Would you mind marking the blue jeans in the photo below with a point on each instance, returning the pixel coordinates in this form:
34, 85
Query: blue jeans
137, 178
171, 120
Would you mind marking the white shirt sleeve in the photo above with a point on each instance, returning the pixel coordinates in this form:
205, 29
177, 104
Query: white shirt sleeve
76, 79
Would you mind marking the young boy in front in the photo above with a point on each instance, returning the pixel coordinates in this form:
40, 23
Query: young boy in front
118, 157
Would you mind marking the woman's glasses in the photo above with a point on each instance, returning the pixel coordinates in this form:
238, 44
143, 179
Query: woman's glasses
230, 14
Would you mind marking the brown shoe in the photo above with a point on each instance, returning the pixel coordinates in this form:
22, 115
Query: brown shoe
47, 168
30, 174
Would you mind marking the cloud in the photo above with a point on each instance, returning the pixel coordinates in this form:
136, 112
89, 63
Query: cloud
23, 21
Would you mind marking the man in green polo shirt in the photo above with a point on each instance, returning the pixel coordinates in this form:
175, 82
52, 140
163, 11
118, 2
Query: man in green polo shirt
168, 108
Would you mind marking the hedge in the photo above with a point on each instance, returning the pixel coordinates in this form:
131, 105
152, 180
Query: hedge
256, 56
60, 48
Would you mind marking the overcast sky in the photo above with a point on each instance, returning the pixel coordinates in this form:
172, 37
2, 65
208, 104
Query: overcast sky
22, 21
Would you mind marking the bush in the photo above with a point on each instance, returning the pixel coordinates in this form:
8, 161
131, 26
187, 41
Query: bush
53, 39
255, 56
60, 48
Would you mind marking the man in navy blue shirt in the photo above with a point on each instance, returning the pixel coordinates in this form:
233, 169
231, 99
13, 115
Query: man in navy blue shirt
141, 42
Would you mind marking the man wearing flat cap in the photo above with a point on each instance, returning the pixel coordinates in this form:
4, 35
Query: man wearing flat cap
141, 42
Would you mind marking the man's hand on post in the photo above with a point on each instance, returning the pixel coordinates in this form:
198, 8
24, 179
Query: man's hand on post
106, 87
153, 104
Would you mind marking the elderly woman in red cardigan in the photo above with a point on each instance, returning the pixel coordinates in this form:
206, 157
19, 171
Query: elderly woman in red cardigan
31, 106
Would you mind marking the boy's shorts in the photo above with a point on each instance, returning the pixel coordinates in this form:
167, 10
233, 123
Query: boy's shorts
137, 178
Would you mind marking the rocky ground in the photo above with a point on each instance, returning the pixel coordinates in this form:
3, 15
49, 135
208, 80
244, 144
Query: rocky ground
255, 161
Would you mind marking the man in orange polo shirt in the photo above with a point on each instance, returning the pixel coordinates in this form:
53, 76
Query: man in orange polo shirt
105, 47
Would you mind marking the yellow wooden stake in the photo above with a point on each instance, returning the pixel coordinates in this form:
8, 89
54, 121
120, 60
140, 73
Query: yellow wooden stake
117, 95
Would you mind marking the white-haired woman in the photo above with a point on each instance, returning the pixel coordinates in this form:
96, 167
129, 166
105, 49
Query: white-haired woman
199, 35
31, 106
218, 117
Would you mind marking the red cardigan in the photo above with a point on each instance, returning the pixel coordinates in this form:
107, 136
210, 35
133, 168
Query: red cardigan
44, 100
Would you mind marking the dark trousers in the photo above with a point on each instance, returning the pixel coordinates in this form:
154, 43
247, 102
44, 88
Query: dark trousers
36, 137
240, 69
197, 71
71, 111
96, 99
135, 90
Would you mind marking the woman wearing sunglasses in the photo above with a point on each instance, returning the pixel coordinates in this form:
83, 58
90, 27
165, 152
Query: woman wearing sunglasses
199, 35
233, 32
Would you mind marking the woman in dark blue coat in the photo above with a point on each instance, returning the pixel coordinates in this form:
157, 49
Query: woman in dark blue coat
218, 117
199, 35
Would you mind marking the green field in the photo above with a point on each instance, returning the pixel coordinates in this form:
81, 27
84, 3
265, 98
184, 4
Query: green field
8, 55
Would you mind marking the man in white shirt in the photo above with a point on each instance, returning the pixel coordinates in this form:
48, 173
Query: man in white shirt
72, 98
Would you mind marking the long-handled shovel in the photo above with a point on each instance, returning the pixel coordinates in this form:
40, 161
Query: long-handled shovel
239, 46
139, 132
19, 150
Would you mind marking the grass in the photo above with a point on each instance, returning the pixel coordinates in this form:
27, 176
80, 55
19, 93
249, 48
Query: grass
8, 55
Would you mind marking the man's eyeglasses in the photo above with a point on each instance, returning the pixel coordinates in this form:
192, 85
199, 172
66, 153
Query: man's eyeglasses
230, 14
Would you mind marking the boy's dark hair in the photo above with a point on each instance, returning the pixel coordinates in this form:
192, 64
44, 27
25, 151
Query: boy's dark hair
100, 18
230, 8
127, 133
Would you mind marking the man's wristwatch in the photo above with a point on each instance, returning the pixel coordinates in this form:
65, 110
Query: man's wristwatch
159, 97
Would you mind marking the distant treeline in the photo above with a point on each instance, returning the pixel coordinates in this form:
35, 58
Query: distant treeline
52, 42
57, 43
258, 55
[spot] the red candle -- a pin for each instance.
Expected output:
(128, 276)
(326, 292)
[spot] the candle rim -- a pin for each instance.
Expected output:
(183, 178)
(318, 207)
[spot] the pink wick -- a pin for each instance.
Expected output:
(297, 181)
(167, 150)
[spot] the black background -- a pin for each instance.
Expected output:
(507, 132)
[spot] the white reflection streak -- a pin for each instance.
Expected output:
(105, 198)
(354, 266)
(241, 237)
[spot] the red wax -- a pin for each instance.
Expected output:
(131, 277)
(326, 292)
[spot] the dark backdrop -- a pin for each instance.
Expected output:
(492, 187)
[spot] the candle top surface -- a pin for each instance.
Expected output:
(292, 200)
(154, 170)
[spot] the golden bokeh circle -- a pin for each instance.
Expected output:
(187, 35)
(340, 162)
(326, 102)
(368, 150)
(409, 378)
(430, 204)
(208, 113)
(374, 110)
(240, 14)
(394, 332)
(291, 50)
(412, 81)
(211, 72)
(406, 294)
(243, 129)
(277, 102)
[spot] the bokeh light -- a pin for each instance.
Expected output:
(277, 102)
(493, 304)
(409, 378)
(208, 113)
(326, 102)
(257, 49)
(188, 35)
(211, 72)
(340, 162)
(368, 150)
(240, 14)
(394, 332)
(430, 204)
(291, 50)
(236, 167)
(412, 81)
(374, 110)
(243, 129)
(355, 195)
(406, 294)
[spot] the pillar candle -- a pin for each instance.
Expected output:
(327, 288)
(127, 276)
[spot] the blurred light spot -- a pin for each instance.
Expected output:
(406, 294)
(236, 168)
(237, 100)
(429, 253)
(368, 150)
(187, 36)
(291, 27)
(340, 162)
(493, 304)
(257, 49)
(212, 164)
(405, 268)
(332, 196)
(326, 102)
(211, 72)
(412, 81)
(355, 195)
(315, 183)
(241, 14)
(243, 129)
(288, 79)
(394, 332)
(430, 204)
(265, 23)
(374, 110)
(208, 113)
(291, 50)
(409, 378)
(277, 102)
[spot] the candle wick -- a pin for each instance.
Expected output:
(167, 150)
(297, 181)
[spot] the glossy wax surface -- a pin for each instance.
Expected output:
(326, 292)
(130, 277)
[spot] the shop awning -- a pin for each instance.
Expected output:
==
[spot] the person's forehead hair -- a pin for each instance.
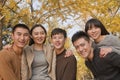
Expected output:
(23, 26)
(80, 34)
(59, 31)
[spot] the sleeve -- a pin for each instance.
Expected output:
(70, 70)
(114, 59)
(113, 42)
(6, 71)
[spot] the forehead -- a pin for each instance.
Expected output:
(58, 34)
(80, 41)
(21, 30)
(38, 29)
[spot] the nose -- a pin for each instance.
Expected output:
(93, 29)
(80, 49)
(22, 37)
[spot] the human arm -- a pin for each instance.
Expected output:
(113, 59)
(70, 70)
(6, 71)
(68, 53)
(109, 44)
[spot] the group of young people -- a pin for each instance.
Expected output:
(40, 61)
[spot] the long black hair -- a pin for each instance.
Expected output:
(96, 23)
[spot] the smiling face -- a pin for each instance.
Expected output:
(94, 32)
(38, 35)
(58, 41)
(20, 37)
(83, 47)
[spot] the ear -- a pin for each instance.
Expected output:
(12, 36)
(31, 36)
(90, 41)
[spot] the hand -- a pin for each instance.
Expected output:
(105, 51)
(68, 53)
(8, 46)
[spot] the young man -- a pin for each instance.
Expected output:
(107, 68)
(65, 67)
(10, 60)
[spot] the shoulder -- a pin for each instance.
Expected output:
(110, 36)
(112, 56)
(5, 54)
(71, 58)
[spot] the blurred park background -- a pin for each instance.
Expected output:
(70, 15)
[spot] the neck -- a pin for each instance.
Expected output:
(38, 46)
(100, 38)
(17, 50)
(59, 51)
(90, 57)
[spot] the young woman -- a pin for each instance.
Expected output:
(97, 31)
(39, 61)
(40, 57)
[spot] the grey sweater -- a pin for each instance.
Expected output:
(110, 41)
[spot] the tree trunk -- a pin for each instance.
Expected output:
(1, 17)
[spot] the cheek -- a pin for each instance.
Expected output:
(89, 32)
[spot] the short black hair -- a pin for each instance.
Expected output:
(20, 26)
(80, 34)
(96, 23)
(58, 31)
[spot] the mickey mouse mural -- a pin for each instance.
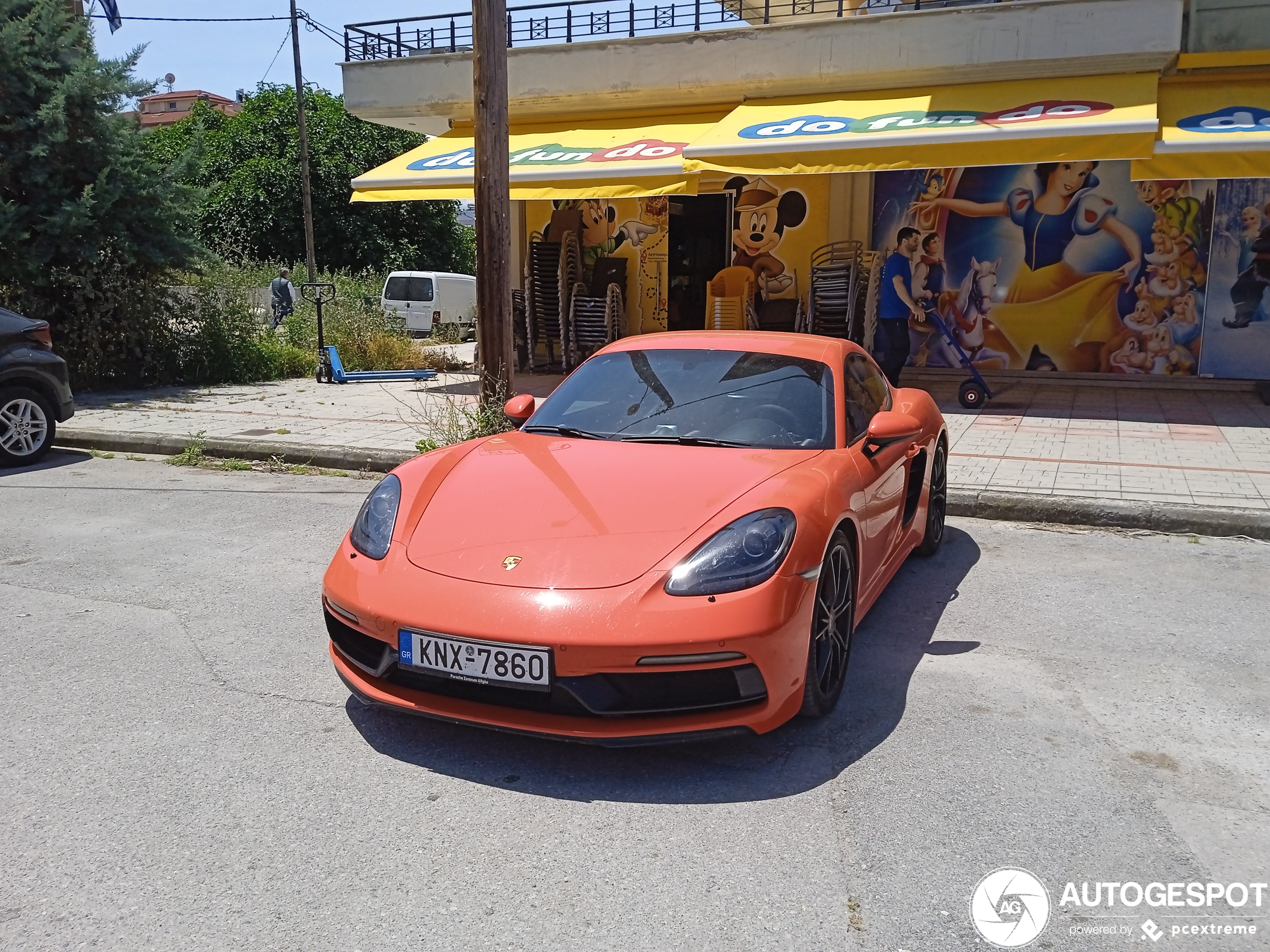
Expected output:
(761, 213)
---
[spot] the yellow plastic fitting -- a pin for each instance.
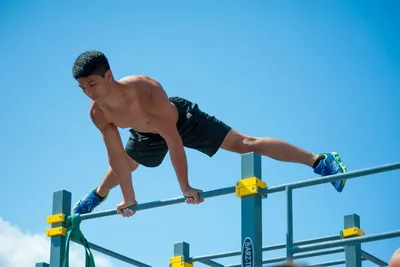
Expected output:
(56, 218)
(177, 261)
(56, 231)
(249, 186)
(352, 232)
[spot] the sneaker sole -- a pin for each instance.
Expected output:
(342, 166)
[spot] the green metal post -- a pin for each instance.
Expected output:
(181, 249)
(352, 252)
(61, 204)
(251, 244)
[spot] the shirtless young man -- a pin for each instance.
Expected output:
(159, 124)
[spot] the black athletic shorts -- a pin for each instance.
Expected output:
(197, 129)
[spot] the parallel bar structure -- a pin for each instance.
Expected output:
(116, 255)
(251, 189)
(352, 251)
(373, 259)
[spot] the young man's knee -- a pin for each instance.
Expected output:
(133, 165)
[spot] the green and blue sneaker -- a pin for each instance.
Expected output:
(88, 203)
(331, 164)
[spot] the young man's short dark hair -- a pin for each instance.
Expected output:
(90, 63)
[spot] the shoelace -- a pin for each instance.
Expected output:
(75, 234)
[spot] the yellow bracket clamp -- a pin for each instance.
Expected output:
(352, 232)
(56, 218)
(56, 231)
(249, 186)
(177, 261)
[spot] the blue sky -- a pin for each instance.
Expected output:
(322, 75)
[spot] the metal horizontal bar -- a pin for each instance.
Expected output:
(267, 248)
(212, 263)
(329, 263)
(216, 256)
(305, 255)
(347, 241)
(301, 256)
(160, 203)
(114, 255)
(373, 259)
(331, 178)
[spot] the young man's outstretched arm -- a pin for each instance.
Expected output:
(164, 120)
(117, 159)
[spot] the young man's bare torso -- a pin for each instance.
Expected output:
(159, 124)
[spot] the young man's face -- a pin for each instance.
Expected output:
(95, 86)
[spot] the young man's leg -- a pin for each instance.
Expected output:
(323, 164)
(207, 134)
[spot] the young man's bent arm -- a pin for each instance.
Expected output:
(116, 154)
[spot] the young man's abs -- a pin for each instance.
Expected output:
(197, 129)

Request: From the records above, pick out and copy each line that contains the word "post", matching its case exactly.

Full output:
Would you mind marking the man's hand on post in the photo above with a point on each instance, returning the pixel coordinates in this form:
Query: man's hand on post
[spot] the green metal post -- a pin for each instance.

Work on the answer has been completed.